***** Dataset content *****

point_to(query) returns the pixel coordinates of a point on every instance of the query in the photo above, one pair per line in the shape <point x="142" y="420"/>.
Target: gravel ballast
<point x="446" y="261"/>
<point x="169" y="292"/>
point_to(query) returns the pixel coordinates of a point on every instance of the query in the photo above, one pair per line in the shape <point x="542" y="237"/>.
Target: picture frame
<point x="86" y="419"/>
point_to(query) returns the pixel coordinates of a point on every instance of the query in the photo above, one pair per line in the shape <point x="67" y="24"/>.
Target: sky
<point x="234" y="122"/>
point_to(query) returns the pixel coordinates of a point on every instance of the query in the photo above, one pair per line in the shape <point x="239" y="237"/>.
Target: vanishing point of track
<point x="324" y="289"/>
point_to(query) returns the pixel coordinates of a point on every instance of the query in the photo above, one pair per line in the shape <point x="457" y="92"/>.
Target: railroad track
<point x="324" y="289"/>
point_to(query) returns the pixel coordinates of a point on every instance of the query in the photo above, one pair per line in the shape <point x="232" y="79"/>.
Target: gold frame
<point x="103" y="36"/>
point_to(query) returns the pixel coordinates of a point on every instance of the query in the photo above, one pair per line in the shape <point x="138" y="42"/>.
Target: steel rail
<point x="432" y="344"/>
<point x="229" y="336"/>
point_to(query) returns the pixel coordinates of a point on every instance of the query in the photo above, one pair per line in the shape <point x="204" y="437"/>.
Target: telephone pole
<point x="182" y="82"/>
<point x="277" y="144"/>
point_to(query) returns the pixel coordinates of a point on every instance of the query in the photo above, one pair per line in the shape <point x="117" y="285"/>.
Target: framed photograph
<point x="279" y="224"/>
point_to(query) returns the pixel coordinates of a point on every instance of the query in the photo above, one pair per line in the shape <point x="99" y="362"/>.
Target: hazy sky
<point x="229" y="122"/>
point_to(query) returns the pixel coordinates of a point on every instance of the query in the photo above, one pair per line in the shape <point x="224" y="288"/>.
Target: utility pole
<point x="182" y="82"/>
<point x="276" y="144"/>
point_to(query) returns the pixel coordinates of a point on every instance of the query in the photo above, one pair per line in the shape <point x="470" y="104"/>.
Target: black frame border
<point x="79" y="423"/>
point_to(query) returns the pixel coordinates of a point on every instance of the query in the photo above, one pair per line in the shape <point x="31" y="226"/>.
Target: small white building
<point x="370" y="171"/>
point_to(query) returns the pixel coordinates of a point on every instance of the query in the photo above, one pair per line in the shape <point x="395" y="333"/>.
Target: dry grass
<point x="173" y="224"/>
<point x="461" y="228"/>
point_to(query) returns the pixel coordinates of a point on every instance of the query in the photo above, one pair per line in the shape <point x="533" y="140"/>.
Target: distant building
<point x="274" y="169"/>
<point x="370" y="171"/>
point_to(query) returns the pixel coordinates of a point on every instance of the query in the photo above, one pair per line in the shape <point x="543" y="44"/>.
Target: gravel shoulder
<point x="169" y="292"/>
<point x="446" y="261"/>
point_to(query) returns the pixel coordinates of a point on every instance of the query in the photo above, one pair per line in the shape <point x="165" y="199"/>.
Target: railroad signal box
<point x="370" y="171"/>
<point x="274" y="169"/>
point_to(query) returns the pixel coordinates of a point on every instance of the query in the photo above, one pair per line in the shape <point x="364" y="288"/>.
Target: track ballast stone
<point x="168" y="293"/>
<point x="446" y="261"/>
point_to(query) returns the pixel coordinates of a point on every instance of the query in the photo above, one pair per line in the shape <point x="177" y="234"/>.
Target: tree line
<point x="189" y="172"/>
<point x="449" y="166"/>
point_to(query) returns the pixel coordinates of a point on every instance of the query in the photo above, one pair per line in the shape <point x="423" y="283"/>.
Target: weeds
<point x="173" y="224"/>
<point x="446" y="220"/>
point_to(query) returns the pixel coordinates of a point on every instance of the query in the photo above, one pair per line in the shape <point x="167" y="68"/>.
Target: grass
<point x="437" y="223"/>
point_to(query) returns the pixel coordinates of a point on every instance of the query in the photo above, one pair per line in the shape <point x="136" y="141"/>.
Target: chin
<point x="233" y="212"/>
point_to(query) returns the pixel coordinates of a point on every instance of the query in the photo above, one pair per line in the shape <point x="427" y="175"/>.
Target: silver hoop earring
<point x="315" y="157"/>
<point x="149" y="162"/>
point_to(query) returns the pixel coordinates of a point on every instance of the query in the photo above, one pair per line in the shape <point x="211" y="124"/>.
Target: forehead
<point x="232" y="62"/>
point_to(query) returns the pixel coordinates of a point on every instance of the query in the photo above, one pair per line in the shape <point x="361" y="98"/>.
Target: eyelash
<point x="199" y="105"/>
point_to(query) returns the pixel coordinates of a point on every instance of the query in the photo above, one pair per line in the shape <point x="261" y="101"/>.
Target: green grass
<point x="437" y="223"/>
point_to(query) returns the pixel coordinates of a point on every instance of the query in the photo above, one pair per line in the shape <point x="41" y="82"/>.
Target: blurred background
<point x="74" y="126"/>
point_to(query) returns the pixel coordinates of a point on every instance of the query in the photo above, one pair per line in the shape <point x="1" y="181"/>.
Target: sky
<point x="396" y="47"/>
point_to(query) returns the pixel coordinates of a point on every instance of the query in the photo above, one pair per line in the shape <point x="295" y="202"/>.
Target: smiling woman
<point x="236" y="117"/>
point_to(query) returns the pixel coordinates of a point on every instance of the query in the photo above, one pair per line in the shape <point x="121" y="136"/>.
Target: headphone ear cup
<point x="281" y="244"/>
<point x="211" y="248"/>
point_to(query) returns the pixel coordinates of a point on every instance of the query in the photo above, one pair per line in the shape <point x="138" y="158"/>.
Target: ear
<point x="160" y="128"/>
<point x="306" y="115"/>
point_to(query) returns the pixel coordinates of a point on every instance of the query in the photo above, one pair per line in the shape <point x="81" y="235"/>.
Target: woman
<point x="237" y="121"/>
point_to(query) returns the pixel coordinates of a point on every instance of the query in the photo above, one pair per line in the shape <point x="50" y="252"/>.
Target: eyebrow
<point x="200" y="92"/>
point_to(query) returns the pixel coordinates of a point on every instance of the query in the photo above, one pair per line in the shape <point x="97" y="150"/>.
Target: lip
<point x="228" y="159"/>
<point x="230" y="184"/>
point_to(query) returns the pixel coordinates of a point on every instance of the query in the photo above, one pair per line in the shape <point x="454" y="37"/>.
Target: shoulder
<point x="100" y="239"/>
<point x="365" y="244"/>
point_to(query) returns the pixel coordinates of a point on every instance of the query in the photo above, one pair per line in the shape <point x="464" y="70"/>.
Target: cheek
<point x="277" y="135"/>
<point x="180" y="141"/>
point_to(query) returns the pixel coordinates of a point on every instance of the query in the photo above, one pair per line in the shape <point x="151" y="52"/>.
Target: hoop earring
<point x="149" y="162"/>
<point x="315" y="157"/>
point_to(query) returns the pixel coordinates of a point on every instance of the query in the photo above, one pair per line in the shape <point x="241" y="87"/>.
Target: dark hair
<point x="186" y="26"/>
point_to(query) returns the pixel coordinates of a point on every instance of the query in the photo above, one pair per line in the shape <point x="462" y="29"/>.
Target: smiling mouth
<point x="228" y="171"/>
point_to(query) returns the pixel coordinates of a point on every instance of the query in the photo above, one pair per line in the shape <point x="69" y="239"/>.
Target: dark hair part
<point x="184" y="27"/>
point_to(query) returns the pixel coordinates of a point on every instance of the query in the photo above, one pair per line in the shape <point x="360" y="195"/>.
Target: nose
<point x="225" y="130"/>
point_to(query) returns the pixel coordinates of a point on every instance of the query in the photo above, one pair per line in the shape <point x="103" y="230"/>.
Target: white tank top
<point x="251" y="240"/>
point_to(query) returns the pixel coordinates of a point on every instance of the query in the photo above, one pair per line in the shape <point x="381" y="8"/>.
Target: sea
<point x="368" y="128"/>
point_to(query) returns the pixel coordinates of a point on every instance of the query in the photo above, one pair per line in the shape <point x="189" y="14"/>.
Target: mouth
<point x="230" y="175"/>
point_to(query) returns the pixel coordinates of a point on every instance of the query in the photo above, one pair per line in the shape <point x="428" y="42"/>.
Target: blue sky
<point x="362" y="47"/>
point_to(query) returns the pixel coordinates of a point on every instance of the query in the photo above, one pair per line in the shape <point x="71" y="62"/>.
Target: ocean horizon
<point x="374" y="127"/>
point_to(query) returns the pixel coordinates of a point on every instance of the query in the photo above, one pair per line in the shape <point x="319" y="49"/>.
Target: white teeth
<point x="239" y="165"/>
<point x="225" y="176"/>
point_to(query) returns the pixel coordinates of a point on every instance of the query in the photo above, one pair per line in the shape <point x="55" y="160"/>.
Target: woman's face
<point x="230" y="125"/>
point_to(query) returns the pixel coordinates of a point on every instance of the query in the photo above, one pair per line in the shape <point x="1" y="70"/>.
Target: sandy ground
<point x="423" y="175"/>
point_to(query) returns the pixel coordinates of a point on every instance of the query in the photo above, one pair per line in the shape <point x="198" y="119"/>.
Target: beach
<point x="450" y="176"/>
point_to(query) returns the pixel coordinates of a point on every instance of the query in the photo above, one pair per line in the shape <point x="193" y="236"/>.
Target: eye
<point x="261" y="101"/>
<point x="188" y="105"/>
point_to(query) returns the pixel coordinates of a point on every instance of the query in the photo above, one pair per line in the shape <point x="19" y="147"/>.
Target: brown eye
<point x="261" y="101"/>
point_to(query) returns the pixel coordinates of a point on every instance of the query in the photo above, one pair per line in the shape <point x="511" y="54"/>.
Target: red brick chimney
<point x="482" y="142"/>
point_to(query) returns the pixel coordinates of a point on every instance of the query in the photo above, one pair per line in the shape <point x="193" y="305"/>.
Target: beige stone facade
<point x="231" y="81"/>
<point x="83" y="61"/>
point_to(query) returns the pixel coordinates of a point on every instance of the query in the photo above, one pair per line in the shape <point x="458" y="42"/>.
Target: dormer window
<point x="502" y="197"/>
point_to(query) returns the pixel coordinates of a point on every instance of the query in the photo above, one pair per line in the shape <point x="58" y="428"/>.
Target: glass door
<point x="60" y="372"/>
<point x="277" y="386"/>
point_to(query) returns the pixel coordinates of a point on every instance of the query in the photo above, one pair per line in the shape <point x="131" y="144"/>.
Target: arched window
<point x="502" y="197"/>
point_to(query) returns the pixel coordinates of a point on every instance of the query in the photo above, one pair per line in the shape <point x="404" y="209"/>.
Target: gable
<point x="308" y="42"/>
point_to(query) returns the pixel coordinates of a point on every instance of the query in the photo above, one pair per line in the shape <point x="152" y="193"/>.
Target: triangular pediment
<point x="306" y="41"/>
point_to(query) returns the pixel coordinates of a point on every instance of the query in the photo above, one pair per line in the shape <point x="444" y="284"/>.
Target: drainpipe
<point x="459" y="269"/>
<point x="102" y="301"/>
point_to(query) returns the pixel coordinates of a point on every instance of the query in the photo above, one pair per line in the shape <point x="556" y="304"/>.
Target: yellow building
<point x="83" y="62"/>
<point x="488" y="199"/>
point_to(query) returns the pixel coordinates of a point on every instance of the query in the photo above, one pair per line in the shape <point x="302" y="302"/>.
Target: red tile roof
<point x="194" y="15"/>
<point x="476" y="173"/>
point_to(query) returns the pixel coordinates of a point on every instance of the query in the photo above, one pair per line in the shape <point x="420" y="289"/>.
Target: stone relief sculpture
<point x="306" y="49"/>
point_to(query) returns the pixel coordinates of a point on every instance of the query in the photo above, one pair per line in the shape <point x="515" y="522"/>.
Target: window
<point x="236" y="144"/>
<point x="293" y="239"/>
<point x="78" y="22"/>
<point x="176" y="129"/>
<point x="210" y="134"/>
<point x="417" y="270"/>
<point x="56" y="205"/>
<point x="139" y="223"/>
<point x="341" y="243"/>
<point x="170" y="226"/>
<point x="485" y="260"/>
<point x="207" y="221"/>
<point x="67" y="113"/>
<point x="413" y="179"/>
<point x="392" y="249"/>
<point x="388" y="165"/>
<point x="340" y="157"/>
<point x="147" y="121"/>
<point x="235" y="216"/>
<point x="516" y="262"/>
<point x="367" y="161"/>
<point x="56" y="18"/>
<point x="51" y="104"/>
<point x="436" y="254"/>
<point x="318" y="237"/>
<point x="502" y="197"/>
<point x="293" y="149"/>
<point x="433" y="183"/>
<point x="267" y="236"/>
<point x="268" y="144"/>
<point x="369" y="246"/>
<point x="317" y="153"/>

*****

## What is being asked:
Report how many lines of the data above contain the string "shoulder", giving only the number.

## Result of the exercise:
2